Natural language region descriptions
* * *
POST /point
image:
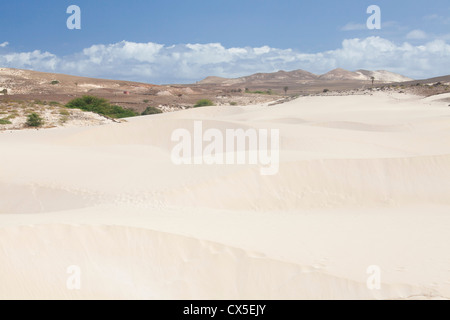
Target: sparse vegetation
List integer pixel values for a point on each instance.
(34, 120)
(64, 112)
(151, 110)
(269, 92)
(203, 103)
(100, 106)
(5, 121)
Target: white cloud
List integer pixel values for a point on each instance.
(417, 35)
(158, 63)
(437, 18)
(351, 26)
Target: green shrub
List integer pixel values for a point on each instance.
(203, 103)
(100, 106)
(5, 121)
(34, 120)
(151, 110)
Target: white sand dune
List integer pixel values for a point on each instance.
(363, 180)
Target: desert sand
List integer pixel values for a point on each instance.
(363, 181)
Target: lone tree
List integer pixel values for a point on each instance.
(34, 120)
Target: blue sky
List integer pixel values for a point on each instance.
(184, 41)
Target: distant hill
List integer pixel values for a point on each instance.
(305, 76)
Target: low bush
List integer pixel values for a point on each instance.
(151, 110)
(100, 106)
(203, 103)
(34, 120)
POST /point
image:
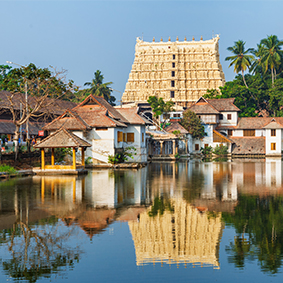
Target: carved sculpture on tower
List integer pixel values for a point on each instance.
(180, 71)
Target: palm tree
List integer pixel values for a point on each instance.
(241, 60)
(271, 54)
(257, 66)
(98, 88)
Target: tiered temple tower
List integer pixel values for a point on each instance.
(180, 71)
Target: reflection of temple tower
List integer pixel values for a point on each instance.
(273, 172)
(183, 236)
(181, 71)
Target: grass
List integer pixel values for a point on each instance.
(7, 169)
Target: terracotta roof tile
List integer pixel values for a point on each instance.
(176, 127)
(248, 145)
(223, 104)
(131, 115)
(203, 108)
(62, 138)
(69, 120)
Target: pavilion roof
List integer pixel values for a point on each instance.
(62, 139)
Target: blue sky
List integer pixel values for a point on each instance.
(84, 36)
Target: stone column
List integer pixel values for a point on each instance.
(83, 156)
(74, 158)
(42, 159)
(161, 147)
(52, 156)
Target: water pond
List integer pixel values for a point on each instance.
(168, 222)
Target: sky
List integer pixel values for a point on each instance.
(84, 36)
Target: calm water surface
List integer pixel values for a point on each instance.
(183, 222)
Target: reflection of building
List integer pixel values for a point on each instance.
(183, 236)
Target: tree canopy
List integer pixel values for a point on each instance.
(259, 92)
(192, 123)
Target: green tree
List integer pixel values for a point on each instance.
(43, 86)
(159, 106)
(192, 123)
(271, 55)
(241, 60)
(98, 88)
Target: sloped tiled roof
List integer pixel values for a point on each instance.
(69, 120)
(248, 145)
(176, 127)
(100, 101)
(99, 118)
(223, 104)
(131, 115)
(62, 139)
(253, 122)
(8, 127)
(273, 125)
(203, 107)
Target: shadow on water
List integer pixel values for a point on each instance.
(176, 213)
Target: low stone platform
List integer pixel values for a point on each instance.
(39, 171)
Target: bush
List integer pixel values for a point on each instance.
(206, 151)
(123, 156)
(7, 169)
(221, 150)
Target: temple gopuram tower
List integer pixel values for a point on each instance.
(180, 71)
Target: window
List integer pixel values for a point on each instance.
* * *
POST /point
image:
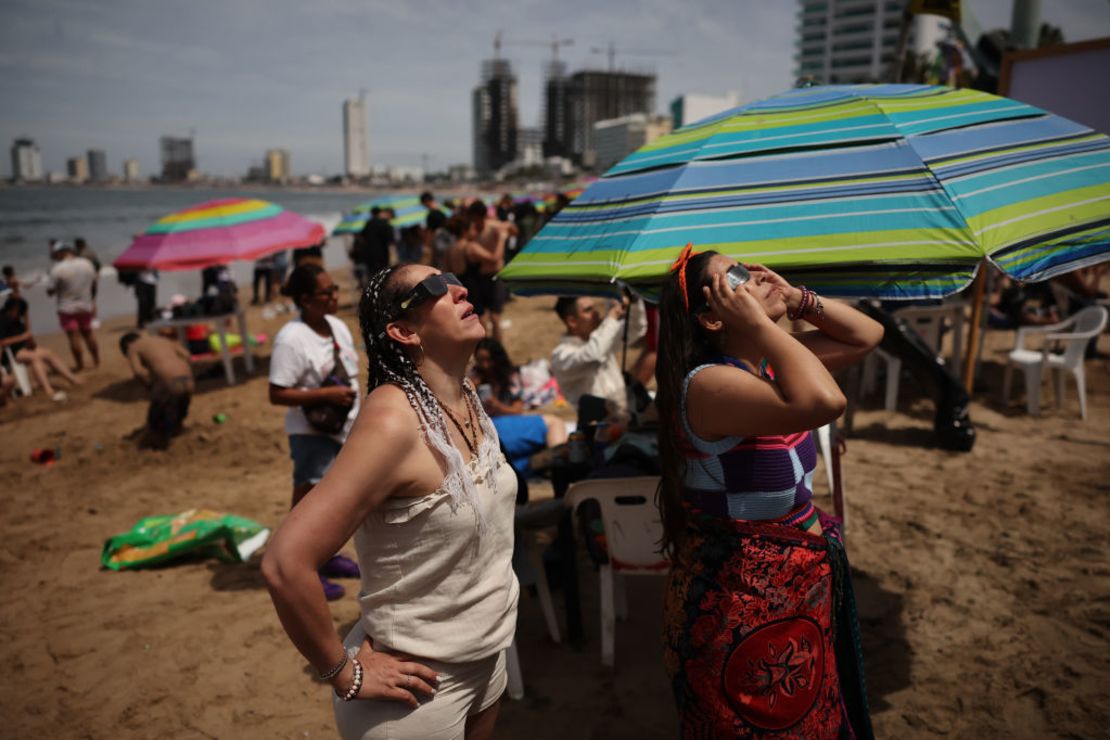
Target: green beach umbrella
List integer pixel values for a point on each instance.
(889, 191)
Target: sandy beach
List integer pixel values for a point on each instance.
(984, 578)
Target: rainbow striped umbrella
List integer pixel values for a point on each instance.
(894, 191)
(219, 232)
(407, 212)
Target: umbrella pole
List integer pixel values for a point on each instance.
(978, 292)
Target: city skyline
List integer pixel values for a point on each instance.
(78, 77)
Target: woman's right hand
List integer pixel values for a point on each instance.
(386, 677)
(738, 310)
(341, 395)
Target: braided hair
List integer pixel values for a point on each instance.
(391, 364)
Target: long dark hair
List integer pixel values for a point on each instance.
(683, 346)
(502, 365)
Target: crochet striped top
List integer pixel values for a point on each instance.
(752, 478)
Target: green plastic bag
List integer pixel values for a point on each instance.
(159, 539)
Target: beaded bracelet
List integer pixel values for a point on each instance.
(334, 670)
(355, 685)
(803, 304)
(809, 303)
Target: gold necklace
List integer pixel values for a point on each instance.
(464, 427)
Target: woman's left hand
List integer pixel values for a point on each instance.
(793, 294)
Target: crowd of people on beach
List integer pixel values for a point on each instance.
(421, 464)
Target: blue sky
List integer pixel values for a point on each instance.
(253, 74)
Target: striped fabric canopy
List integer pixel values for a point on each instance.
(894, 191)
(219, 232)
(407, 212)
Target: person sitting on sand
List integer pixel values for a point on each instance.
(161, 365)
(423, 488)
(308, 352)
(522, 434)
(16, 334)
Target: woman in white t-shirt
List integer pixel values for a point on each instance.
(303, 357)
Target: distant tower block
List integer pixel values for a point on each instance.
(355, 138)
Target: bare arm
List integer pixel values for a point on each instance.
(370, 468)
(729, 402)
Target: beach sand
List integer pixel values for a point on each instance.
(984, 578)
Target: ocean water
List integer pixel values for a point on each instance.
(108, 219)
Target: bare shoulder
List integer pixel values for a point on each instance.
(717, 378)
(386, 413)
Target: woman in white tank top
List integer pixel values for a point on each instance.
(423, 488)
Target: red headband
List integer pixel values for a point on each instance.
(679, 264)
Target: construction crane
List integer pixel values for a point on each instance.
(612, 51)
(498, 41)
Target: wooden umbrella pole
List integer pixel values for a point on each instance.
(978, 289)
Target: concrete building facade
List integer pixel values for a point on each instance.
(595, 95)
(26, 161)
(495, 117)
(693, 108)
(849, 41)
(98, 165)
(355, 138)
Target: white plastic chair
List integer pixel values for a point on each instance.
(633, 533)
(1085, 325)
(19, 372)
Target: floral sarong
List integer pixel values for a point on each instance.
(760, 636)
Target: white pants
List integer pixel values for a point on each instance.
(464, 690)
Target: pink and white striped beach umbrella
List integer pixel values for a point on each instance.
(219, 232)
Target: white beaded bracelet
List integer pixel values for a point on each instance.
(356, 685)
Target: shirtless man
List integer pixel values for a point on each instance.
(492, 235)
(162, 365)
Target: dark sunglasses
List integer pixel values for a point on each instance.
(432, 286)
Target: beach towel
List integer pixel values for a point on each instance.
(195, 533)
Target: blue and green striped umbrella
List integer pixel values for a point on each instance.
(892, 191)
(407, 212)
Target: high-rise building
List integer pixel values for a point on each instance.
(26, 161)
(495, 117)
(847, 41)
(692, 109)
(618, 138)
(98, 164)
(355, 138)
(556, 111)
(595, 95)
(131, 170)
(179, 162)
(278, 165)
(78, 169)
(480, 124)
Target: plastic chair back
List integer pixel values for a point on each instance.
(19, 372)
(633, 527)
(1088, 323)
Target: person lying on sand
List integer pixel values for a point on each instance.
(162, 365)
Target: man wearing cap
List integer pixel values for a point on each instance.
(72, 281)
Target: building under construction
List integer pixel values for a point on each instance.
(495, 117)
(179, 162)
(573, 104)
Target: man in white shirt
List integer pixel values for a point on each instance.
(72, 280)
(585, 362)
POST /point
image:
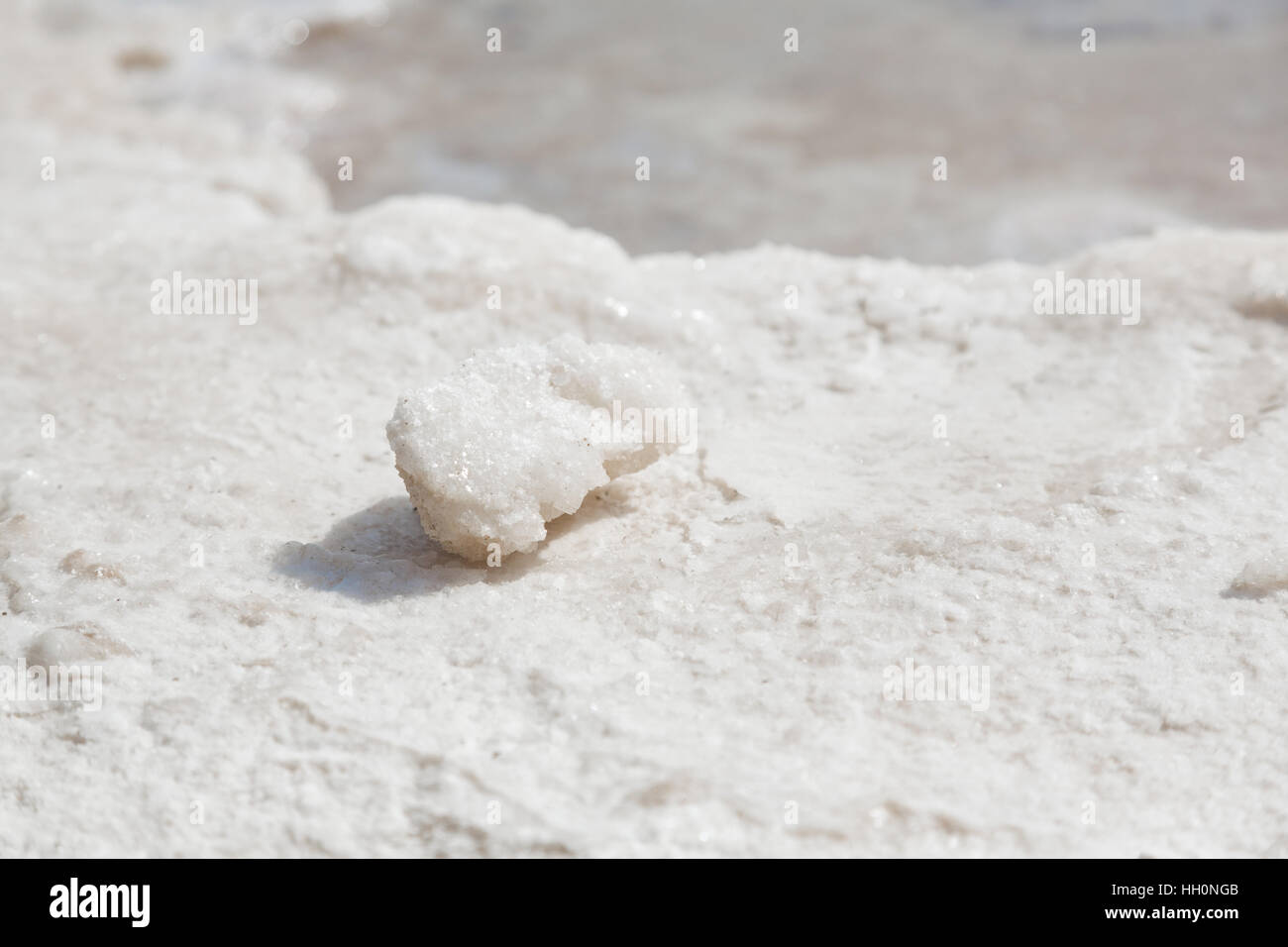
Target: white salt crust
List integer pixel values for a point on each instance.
* * *
Please copy each line of the records above in which the word "plastic" can be found.

**Solution:**
Target: green plastic bag
Target: white plastic chair
Target: plastic chair back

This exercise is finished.